Task directions
Here is a listing; restate all of it exactly.

━━ Data ━━

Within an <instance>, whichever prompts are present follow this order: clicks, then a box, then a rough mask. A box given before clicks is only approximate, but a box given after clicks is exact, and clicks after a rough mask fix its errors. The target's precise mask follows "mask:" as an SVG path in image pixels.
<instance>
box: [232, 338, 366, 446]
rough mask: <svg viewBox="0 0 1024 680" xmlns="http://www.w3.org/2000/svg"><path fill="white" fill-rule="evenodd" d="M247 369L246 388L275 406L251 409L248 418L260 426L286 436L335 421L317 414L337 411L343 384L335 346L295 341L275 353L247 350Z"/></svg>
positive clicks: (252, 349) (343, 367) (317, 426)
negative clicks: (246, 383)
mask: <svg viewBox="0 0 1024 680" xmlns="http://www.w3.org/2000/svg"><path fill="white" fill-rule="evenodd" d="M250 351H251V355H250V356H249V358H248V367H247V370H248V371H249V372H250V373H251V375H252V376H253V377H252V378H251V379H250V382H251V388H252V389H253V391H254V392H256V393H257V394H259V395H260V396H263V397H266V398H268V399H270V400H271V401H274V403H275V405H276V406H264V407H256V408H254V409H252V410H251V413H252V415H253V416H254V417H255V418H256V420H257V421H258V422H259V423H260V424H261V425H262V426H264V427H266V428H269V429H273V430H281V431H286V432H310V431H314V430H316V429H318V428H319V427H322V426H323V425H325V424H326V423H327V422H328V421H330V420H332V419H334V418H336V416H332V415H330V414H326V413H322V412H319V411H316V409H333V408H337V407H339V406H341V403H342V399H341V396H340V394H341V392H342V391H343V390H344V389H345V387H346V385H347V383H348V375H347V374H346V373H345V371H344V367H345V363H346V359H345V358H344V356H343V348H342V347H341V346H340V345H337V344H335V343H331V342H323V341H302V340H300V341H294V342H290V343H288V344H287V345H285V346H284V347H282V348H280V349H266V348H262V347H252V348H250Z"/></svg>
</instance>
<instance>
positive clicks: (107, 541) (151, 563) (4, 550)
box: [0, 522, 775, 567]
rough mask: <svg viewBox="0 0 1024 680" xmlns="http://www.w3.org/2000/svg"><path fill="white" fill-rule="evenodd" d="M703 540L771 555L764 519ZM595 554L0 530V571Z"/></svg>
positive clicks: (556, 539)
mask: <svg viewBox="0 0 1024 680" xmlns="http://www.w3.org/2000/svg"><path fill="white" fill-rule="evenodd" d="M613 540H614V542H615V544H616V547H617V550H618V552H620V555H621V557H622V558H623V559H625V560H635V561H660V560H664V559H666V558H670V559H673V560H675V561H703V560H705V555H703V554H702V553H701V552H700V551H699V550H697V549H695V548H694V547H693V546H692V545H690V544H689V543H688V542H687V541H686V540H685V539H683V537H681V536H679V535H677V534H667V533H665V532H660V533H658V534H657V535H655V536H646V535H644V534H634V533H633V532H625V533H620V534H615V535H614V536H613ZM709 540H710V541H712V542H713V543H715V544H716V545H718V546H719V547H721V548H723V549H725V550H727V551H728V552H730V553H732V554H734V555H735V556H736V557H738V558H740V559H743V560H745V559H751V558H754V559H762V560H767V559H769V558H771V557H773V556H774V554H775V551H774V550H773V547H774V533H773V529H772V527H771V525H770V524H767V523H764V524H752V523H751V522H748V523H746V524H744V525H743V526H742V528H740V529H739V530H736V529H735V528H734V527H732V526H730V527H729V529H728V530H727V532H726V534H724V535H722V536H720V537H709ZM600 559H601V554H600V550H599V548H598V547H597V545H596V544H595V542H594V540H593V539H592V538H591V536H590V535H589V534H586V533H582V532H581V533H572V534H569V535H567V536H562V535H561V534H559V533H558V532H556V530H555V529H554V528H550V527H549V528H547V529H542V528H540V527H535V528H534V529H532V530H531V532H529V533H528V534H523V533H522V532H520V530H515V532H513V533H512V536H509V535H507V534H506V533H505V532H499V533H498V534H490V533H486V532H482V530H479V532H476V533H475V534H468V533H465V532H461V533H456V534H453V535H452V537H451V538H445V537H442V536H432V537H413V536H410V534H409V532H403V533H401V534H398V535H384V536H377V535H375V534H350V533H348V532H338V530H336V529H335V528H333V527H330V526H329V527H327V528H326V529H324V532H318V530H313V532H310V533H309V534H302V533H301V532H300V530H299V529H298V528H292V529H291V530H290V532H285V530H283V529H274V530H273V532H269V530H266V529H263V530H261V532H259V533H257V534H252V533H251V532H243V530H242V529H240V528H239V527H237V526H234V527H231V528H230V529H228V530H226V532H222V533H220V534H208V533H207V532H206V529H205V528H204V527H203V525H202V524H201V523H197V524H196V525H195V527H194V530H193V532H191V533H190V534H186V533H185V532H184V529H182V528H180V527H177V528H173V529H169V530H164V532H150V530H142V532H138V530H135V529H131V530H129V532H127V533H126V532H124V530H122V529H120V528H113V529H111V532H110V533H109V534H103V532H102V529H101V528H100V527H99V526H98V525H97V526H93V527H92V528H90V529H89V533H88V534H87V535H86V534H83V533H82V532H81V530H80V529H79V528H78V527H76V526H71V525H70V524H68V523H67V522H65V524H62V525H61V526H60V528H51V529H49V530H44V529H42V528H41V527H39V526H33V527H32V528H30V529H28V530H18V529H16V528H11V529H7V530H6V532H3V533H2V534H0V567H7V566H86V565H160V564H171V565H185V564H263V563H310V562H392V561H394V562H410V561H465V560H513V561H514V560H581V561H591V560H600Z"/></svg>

━━━

Answer for the task
Within an <instance>, whichever prompts are present follow this order: clicks, then a box, then a rough mask. A box given before clicks is only approximate, but a box given after clicks is exact, and clicks after a rough mask fix its errors. The target's precise mask follows "mask:" as an SVG path in image pixels.
<instance>
box: [232, 338, 366, 446]
rough mask: <svg viewBox="0 0 1024 680" xmlns="http://www.w3.org/2000/svg"><path fill="white" fill-rule="evenodd" d="M247 369L246 388L275 406L251 409L248 418L260 426L286 436L335 421L317 414L337 411L343 384L335 346L295 341L275 353L247 350Z"/></svg>
positive clicks: (252, 349) (343, 367) (317, 426)
negative clicks: (246, 383)
mask: <svg viewBox="0 0 1024 680" xmlns="http://www.w3.org/2000/svg"><path fill="white" fill-rule="evenodd" d="M250 351H251V355H250V356H249V358H248V367H247V370H248V371H249V372H250V373H251V375H252V376H253V377H252V378H251V379H250V382H251V388H252V389H253V391H254V392H256V393H257V394H259V395H260V396H263V397H266V398H268V399H270V400H271V401H274V403H275V405H276V406H264V407H256V408H254V409H252V410H251V413H252V415H253V416H254V417H255V418H256V420H257V421H258V422H259V423H260V424H261V425H262V426H264V427H266V428H269V429H273V430H281V431H286V432H310V431H314V430H316V429H318V428H319V427H322V426H323V425H325V424H326V423H327V422H328V421H330V420H332V419H334V418H336V416H332V415H330V414H326V413H322V412H319V411H316V409H333V408H337V407H339V406H341V403H342V399H341V396H340V394H341V392H342V391H343V390H344V389H345V387H346V385H347V383H348V375H347V374H346V373H345V371H344V367H345V363H346V359H345V358H344V356H343V348H342V347H341V346H340V345H337V344H335V343H331V342H323V341H302V340H300V341H294V342H290V343H288V344H287V345H285V346H284V347H282V348H280V349H266V348H262V347H252V348H250Z"/></svg>
</instance>
<instance>
positive clicks: (107, 541) (151, 563) (4, 550)
box: [0, 522, 775, 567]
rough mask: <svg viewBox="0 0 1024 680" xmlns="http://www.w3.org/2000/svg"><path fill="white" fill-rule="evenodd" d="M703 540L771 555L764 519ZM595 554L0 530V571Z"/></svg>
positive clicks: (556, 539)
mask: <svg viewBox="0 0 1024 680" xmlns="http://www.w3.org/2000/svg"><path fill="white" fill-rule="evenodd" d="M613 540H614V542H615V544H616V547H617V550H618V552H620V555H621V557H622V558H623V559H625V560H635V561H660V560H664V559H666V558H670V559H673V560H675V561H703V560H705V555H703V554H702V553H701V552H700V551H699V550H697V549H695V548H694V547H693V546H692V545H690V544H689V543H688V542H687V541H686V540H685V539H683V537H681V536H679V535H677V534H667V533H665V532H660V533H658V534H657V535H655V536H646V535H644V534H634V533H633V532H625V533H620V534H615V535H614V536H613ZM709 540H710V541H712V542H713V543H715V544H716V545H718V546H719V547H721V548H723V549H725V550H727V551H728V552H730V553H732V554H734V555H735V556H736V557H738V558H740V559H743V560H745V559H751V558H754V559H762V560H767V559H769V558H771V557H773V556H774V554H775V551H774V550H773V547H774V533H773V529H772V527H771V525H770V524H767V523H764V524H752V523H751V522H748V523H746V524H744V525H743V526H742V528H740V529H739V530H736V529H735V528H734V527H732V526H730V527H729V529H728V530H727V532H726V534H724V535H722V536H720V537H709ZM600 559H601V554H600V550H599V548H598V547H597V545H596V544H595V542H594V540H593V539H592V538H591V536H590V535H589V534H586V533H582V532H581V533H572V534H569V535H567V536H562V535H561V534H559V533H558V532H556V530H555V529H554V528H550V527H549V528H547V529H542V528H540V527H535V528H534V529H532V530H531V532H529V533H528V534H523V533H522V532H520V530H515V532H513V533H512V536H509V535H507V534H506V533H505V532H499V533H498V534H490V533H486V532H482V530H479V532H476V533H475V534H468V533H465V532H461V533H456V534H453V535H452V537H451V538H445V537H442V536H432V537H413V536H410V534H409V532H403V533H401V534H398V535H384V536H377V535H375V534H350V533H348V532H338V530H336V529H335V528H333V527H330V526H329V527H327V528H326V529H324V532H318V530H313V532H310V533H309V534H302V533H301V532H300V530H299V529H298V528H292V529H291V530H290V532H285V530H283V529H274V530H273V532H269V530H266V529H263V530H261V532H259V533H257V534H252V533H251V532H243V530H242V529H240V528H239V527H237V526H234V527H231V528H230V529H228V530H226V532H222V533H220V534H208V533H207V532H206V529H205V528H204V527H203V525H202V524H201V523H197V524H196V525H195V527H194V530H193V532H191V533H190V534H186V533H185V532H184V529H182V528H180V527H177V528H173V529H169V530H164V532H150V530H142V532H138V530H135V529H131V530H129V532H127V533H126V532H124V530H122V529H120V528H113V529H111V532H110V533H109V534H103V532H102V529H101V528H100V527H99V526H98V525H97V526H93V527H92V528H90V529H89V533H88V534H87V535H86V534H83V533H82V532H81V530H80V529H79V528H78V527H76V526H71V525H70V524H68V523H67V522H65V524H62V525H61V526H60V528H51V529H49V530H44V529H42V528H41V527H39V526H33V527H32V528H30V529H28V530H18V529H16V528H11V529H7V530H6V532H3V533H2V534H0V567H7V566H86V565H160V564H171V565H185V564H263V563H310V562H392V561H394V562H410V561H465V560H513V561H514V560H581V561H591V560H600Z"/></svg>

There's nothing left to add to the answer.